> Required actions
a. In the text on piezoelectric signatures, what is the main disadvantage of Reed-Solomon codes?
b. The text on piezoelectric signatures explains why each part has a unique impedance identity. List every source of variation it names.
c. Continue the text on piezoelectric signatures and Reed-Solomon codes, starting after its last sentence.

Honors Enrichment Project for CS 4277 - Cyber Security

Using Reed-Solomon Codes to Compare Piezoelectric Signatures for Manufacturing Security

Background

When assembling machines, it is important for manufacturers to know that every part is authentic and high quality. Since the creation of many parts is outsourced, these objects are vulnerable to being replaced by counterfeit products of lesser quality or being tampered with before they are integrated. If security measures are not taken to ensure that the components of planes and other devices are legitimate, people and systems are put at risk. The security measures currently in practice include barcodes and serial numbers which can be cheaply copied onto a counterfeit part and still allow for the product to be altered. A physically unclonable function that can identify an authentic part would be a much more secure method to ensure the integrity of a product throughout its transport and usage. Piezoelectric signatures appear to be a promising solution, as each instance of a part has a unique impedance identity. This is due to the fact that there is slight variation in the process of manufacturing a part, the way that the piezoelectric sensor is attached, and the sensor itself. If a piezoelectric sensor is attached to an item, the impedance identity can be measured by the recipient and compared to the signature that was measured by the manufacturer, confirming that the product has not been altered in any way in transit. It would be likely impossible, and certainly costly, for an attacker to guess an item’s impedance identity, which makes this method secure. One of the remaining tasks before implementing the use of piezoelectric signatures in manufacturing security is to establish a method for encoding the impedance identity in an efficient and meaningful way.

Hypothesis

This project was based on the hypothesis that Reed-Solomon codes might be useful for developing a scheme for encoding and comparing piezoelectric signatures, and this work indicates that this hypothesis shows great promise.

Reed-Solomon Codes

Reed-Solomon codes were chosen because of their ability to correct a large number of errors as well as their ease of encryption and decryption. They work by constructing a unique function that passes through each of the data points and then calculating check digits based on what values would be required if the function were to continue on. This allows for a certain number of points to be omitted and the same function still be computed. Decoding is then a process of determining if there are minimal enough values in the data that can be omitted or changed in order for the same function to pass through every remaining data point. In more technical terms, a message is encoded as a polynomial $p(x)$ such that $p_x(\alpha_i) = x_i$ for all $i=1,2,3,….k$ where $k$ is the length of the data. $p(x)$ is then multiplied with a generator polynomial $g(x) = (x- \alpha)(x- \alpha^2)(x- \alpha^3) \dots (x- \alpha^{2t})$. The values that are ultimately sent are the coefficients of $s(x)$ where $s(x) = p(x) \cdot g(x)$. If $r(x)$ is received then the remainder of $r(x)/g(x)$ is computed. If it is zero, then $s(x)$ was received. If not, $r(x) = p(x) \cdot g(x) + e(x)$ where $e(x)$ is an error polynomial. The primary disadvantage that Reed-Solomon codes present is that they only detect when two digits are different regardless of how different they are. For example, they make no distinction between the comparison between the digits 5 and 6 and the comparison between 3 and 9. In our case, we want to see if two data sets are close enough to be considered the same, so lacking the feature of knowing which numbers are closer and farther is not ideal, but we found that the signatures of two different parts had enough differences that this feature was not necessary to categorize parts as the same or different.

> Record list
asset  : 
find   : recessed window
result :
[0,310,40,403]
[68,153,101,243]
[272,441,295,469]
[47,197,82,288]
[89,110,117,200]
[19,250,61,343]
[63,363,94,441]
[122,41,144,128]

> Answers provided
a. They only detect when two digits are different, regardless of how different they are.

b.
- Slight variation in the process of manufacturing a part
- The way that the piezoelectric sensor is attached
- The sensor itself

c.
About This Implementation

For this project, each instance of a part is represented by a codeword, or series of points, and each part type is represented by a code, or function. One representative instance is chosen to be the “master” example for that part type and then encoded as a Reed-Solomon code. In other words, we use one instance of a part to calculate the unique function and check digits that are associated with the data set. Then these check digits are concatenated with other sets of data collected from different piezoelectric sensors to check if the combined sequence decodes to the same value as the master or not. When the right number of check digits are added on, instances that are the same part type as the master decode successfully and instances that are of a different part type will not decode.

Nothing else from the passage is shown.